Position annotation records

- - - -

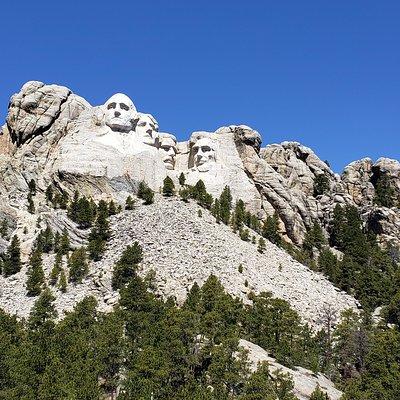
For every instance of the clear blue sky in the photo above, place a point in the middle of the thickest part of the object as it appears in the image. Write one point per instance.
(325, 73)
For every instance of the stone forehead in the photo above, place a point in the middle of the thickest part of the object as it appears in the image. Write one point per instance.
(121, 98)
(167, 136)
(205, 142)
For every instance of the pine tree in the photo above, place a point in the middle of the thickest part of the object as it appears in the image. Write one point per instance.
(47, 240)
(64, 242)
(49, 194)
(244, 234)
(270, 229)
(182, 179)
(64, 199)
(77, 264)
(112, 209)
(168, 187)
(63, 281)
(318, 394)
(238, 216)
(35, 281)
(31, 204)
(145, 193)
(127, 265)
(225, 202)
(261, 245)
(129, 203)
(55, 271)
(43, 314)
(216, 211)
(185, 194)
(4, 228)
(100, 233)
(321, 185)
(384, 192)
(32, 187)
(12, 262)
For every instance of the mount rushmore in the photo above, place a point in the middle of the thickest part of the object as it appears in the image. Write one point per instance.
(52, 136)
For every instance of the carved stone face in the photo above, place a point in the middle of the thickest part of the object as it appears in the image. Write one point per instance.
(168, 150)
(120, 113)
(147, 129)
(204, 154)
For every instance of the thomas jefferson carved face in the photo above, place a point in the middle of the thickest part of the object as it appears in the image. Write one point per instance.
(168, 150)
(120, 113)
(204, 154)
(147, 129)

- - - -

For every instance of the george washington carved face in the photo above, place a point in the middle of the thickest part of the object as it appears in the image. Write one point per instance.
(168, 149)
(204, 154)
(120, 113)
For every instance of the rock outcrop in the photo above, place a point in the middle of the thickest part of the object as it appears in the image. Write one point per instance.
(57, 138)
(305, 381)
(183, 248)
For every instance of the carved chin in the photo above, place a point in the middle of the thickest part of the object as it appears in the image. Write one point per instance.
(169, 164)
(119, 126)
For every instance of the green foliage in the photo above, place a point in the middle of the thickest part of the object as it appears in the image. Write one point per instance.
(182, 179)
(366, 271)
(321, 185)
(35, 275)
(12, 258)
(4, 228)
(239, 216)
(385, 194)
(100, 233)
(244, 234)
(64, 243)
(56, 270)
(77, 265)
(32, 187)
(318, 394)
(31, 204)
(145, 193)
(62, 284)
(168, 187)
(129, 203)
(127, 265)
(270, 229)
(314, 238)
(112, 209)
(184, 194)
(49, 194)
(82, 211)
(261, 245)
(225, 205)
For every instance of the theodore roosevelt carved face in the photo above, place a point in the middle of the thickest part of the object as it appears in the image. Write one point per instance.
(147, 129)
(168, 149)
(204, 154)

- - - -

Copy out each line of the records above that contains the word "every".

For every instance of the clear blue sky in the photo above, place a point in the middle of the thickest part of the object as it appears in the image. Write one point per instance.
For every instance of the stone forehead in the photo above, place a point in the middle of the thickest part of the object as it appears in the image. Write one point per instance.
For every instance of the pine tree in the photo above, place a point in the middle of the thickest part of the object as it appears in the image. Write one point per instance.
For every instance of the mount rushmore in the photo above, place a point in the middle of the thickest part of the object as it appears in the image. Write one point per instance.
For every instance of the carved stone face in the photo above, place a point in the middle of the thickest part of the object as it appears in the image. Write one point per instance.
For every instance of the thomas jefferson carved face in the photo above, place a point in the middle of the thickest part of the object as it appears in the image. Write one point per instance.
For every instance of the george washington carved face in the photo above, place a point in the middle of the thickest part of the object as it appears in the image. Write one point per instance.
For every instance of the rock outcrop in the photo above, place a point in the middle of the thickest part of the object as it appears in the image. Write one point per instance.
For every instance of the carved chin in the photo above, place a point in the middle of the thickest part of the object as it appears in the image. Write one point per instance.
For every instance of the green foliage in the photo above, place a point in the middle of the thickest part of the object as it appears in the image. Write one point per instance.
For every instance of the theodore roosevelt carved face in the photo above, place a point in the middle of the thickest part of the object as it appears in the image. Write one point per instance.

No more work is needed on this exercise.